Aim | Would you restate, exactly as they appear, the lines from the one containing "of the mountain" through the end of the data below?

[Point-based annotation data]
—————
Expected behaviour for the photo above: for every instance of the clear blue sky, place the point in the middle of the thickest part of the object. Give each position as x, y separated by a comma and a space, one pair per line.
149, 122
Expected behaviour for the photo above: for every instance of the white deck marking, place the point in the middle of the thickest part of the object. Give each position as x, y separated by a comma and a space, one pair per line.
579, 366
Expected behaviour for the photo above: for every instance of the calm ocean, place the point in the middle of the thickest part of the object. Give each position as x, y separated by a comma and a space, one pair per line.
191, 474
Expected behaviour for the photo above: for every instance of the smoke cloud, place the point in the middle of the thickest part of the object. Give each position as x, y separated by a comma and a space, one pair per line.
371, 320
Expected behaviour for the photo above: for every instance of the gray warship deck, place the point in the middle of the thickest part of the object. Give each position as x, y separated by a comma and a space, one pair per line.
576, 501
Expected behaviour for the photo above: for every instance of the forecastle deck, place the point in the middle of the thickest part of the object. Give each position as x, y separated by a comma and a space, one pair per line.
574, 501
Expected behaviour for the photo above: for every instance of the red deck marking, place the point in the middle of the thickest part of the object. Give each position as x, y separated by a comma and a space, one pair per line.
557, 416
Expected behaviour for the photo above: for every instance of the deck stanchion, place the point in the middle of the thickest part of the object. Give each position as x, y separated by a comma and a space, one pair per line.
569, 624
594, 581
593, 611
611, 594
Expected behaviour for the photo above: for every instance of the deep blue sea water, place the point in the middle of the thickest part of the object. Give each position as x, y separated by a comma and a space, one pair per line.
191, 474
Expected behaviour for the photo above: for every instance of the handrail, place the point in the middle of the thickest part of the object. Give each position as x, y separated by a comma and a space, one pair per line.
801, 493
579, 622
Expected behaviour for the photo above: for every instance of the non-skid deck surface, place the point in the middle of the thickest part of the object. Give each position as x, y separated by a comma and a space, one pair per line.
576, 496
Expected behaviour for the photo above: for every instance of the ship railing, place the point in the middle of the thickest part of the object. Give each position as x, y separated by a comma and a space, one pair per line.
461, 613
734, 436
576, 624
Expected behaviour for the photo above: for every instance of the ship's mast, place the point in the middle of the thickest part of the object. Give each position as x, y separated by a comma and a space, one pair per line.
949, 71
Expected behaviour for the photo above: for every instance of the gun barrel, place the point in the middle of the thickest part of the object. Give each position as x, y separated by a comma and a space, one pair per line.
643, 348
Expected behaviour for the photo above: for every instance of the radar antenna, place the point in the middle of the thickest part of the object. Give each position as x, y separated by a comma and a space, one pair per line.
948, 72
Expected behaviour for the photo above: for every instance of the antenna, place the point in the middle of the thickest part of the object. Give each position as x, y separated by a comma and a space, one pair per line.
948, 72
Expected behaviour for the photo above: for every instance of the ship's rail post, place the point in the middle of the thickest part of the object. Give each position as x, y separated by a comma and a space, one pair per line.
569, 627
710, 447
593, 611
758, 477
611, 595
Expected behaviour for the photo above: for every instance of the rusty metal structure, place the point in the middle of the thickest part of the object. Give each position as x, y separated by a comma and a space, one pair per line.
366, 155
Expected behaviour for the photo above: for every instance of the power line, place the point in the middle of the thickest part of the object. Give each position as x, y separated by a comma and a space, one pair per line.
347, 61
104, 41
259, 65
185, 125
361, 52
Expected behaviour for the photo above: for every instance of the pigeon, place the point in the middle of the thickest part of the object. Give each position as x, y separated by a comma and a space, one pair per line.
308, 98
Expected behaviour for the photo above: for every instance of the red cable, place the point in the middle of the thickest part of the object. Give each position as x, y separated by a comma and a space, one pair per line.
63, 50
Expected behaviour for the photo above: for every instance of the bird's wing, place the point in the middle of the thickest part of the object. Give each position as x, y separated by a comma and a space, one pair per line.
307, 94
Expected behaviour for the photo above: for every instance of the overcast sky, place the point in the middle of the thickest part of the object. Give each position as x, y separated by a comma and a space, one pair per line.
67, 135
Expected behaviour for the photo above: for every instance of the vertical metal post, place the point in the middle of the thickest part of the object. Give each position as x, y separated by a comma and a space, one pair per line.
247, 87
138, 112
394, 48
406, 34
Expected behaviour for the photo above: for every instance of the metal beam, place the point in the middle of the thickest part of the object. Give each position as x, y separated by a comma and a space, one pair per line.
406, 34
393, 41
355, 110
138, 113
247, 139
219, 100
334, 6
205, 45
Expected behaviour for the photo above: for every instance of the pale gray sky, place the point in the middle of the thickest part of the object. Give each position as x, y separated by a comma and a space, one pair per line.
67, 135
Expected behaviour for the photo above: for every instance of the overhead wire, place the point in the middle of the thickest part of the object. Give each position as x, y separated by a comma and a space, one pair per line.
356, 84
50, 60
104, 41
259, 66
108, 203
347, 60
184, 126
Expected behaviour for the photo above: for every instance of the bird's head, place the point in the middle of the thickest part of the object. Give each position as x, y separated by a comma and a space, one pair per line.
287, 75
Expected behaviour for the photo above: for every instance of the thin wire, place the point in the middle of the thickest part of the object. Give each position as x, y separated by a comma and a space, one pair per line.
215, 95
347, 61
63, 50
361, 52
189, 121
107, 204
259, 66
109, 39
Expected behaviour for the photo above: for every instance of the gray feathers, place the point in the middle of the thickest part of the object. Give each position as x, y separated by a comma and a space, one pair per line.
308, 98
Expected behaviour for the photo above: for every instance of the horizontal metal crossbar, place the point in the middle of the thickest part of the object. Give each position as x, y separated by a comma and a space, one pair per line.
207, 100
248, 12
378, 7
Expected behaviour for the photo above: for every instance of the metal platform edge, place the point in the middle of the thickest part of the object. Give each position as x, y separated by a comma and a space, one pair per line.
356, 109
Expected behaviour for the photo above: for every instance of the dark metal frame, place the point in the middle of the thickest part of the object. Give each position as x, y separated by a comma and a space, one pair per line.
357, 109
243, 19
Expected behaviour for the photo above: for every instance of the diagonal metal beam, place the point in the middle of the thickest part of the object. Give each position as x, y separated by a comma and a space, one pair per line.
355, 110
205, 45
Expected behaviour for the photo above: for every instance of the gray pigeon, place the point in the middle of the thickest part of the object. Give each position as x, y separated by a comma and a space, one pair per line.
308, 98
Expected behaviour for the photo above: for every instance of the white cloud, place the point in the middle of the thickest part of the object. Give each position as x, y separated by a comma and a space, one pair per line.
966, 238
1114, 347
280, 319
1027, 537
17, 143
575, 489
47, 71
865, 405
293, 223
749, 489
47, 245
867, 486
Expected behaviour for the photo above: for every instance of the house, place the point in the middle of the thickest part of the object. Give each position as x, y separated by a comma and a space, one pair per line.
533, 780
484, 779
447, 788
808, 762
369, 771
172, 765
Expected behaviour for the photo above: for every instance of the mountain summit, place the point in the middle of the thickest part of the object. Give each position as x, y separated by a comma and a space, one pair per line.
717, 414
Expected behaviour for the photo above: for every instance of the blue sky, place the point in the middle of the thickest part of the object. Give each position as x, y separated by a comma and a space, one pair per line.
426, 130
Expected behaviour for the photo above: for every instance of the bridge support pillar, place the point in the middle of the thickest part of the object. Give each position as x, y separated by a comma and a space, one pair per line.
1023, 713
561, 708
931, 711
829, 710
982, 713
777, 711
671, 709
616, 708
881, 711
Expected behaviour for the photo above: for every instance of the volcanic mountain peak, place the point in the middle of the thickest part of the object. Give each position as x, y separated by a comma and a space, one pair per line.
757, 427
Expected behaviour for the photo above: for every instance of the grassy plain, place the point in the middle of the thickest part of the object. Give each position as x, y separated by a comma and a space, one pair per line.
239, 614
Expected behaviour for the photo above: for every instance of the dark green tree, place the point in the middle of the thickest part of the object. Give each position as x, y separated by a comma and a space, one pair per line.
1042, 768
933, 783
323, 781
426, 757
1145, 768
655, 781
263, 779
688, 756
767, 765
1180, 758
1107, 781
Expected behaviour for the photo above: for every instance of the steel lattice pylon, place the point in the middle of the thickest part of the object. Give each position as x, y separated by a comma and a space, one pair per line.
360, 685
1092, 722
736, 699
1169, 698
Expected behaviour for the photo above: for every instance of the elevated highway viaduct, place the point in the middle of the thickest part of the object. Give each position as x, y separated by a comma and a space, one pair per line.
—————
Exercise answer |
Expected behaviour for the photo above: for every instance of the mountain summit, place the point in the middle of the thickest part of the object. Give each position as x, y separated by a comma and a space, one pair per line.
717, 414
Expected behaviour for the photo above: for every instance of the blue sky, place the point in the middle of the thickest part of the object. Give each position as x, y separated by a comma and a space, one pair per line.
426, 130
Expected behaviour for the photo above: for every instance of the bridge support pillar, place the point in the middle of the thickest part of the object. Give each position as x, y separated by a comma and a space, one pair per line.
1023, 713
561, 708
931, 711
829, 710
982, 713
777, 711
671, 709
616, 708
881, 711
Expected behaviour for the photo above: for every instance of the volcanic mountain peak, place the point in the middle of the thickest part of the object. Give each position as x, y separated by a comma and a space, one pair per line.
757, 427
Expected behaviour for the photo above: for every instance of the grassy plain, place the point in the middle of the thickest part of the object. Give each position as x, y separated by a comma and a space, one pair per line.
239, 614
Expected behaviour for the photo above: for every instance of the dark green tree, place the point in the middle of the thickest part of the object. Give each position as x, y separated by a comma and a space, one pair per line.
1042, 768
933, 783
323, 781
426, 757
1145, 768
655, 781
263, 779
688, 756
767, 765
1180, 758
1107, 781
Expected behaviour for the photo above: for every instance of the steel lattice pylon, place the point in the middle of the thickest part of the object. Give each position as x, y separated by a comma and a space, one pair per line.
360, 685
1092, 722
736, 699
1169, 698
Expected behaviour for the photo above: for every instance of the elevated highway viaduct, place the point in the middle of the thickest part of the object. Give each position as x, y separated by a comma and a space, one pair per line.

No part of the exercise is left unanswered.